Work to complete =>
Copy out every record precisely.

Entries shown =>
------------

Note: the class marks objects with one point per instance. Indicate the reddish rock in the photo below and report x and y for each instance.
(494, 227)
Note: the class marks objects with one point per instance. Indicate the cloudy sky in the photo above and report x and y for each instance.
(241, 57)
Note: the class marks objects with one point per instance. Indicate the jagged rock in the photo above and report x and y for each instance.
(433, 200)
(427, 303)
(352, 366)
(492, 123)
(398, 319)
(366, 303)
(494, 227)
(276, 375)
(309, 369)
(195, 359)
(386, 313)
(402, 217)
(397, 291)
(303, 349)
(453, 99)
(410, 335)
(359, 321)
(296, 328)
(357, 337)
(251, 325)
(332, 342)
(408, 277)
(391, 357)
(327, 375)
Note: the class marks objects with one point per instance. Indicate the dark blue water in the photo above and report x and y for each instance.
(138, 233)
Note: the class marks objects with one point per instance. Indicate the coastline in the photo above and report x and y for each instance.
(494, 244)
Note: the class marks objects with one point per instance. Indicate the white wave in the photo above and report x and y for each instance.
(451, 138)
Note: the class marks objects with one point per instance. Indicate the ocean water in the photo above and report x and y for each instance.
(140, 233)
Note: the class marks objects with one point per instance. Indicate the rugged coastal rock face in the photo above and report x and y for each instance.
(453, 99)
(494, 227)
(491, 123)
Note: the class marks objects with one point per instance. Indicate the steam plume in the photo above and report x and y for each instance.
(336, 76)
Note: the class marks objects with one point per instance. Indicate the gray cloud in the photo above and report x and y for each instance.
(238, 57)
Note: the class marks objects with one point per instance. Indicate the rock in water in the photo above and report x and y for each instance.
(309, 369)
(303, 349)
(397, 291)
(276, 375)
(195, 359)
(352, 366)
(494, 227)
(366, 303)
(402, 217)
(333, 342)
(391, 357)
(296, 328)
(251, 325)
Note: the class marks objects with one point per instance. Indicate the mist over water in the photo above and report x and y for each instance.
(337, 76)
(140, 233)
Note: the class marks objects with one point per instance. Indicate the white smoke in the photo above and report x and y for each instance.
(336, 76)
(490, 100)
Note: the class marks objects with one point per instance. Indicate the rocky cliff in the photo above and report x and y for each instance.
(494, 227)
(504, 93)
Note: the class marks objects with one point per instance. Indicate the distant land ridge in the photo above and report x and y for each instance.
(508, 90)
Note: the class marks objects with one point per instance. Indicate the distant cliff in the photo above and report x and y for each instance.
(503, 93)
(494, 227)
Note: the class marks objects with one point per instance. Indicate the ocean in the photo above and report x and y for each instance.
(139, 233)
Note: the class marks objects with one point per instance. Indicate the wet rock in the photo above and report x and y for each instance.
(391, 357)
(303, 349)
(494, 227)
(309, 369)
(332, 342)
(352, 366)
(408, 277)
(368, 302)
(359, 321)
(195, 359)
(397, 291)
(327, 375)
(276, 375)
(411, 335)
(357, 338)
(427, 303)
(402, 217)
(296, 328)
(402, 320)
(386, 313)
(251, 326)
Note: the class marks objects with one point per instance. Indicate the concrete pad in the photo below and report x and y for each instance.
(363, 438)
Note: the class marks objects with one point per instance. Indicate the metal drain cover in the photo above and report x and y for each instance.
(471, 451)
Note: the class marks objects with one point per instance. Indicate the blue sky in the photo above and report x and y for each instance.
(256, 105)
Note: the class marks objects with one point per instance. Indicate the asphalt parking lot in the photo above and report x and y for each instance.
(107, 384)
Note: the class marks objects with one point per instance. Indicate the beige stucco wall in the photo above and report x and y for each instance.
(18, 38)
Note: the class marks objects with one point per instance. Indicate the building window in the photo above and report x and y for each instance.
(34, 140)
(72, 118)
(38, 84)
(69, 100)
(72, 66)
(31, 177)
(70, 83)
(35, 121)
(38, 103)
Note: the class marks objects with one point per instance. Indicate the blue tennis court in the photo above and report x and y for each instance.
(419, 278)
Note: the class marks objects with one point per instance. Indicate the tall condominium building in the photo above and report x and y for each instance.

------------

The solution =>
Note: the class marks objects with one point per instance. Indicate the reddish rock in the photo below and report x and y for each instance.
(494, 227)
Note: the class marks objects with one point per instance. Indicate the cloudy sky in the photo above and report x and y for each instance.
(241, 57)
Note: the class marks objects with one point per instance. Indicate the jagged rock in the photo above and report x and y for each instance.
(433, 200)
(427, 303)
(352, 366)
(492, 123)
(398, 319)
(366, 303)
(494, 227)
(276, 375)
(309, 369)
(195, 359)
(386, 313)
(402, 217)
(397, 291)
(303, 349)
(453, 99)
(410, 335)
(359, 321)
(296, 328)
(357, 337)
(251, 325)
(332, 342)
(408, 277)
(391, 357)
(327, 375)
Note: the class marks objects with one point per instance. Indicate the dark blue water in the photo above and report x and y for each instance.
(138, 233)
Note: the class marks objects with one point per instance. Indicate the coastline in the photo above and report x and y for each instance.
(494, 244)
Note: the class marks objects with one point per instance. Indicate the white wave in the photo above and report x and y for each instance.
(451, 138)
Note: the class marks objects with one point per instance. Indicate the ocean water in the photo above and report x and y for each instance.
(140, 233)
Note: the class marks objects with one point per instance. Indicate the rugged coastal rock face in the photo above and report x and y for each instance.
(453, 99)
(494, 227)
(491, 123)
Note: the class marks objects with one point per instance. Indicate the steam plume in the photo above and report x and y for each instance.
(336, 76)
Note: the class marks objects with one point per instance. Indicate the gray cloud in the photo above and report x and y for each instance.
(238, 57)
Note: the class marks objects with one point per instance. Indicate the rock in water in the photo above and report x and y for each instance.
(309, 369)
(303, 349)
(397, 291)
(276, 375)
(195, 359)
(352, 366)
(494, 227)
(366, 303)
(402, 217)
(333, 342)
(391, 357)
(296, 328)
(251, 325)
Note: the class marks objects with one point per instance. Indicate the mist over water in the photo above and report x and y for each instance.
(337, 76)
(140, 233)
Note: the class marks objects with one point per instance. Indicate the white smoke in the photo above and report x and y for each instance.
(336, 76)
(490, 100)
Note: the class marks objects with one point per instance. Indicate the rocky cliff in the photo above and report x and y for each instance.
(494, 227)
(504, 93)
Note: the class marks objects with one point per instance. Indicate the distant land ridge in the photo above and report x and y for each instance.
(508, 90)
Note: the class marks objects with one point per instance. Indicate the distant cliff in the photo above and report x and y for each instance.
(503, 93)
(494, 227)
Note: the class marks objects with one point per instance. Indicate the ocean in the photo above and report x and y for each instance.
(139, 233)
Note: the class marks objects with one point per instance. Indicate the wet rock in the photo above and report x and y for each instance.
(391, 357)
(303, 349)
(494, 227)
(309, 369)
(332, 342)
(352, 366)
(408, 277)
(368, 302)
(359, 321)
(195, 359)
(397, 291)
(327, 375)
(276, 375)
(411, 335)
(357, 338)
(427, 303)
(402, 217)
(296, 328)
(402, 320)
(386, 313)
(251, 326)
Note: the class marks objects with one point per instance. Indicate the concrete pad in the photo below and report x and y for each instance.
(363, 438)
Note: the class marks objects with one point per instance. Indicate the metal drain cover in the photo above and report x and y for each instance.
(471, 451)
Note: the class marks objects with one point per instance. Indicate the blue sky in the photo above and report x and y for each instance.
(256, 105)
Note: the class marks objects with one point per instance. Indicate the asphalt parking lot in the photo above and report x and y for each instance.
(107, 384)
Note: the class marks objects with one point per instance. Indicate the beige stucco wall in the photo above and report x and y for each instance.
(18, 38)
Note: the class marks objects with one point per instance. Indicate the building window in the photo above and report x and y for each instance.
(34, 140)
(72, 118)
(38, 84)
(69, 100)
(72, 66)
(31, 177)
(70, 83)
(35, 121)
(38, 103)
Note: the class marks objects with one point per instance. Indicate the blue tennis court in the photo above and report x and y for each instance.
(419, 278)
Note: the class marks objects with one point per instance. Indicate the tall condominium building in the photo above and report x and y for each instance.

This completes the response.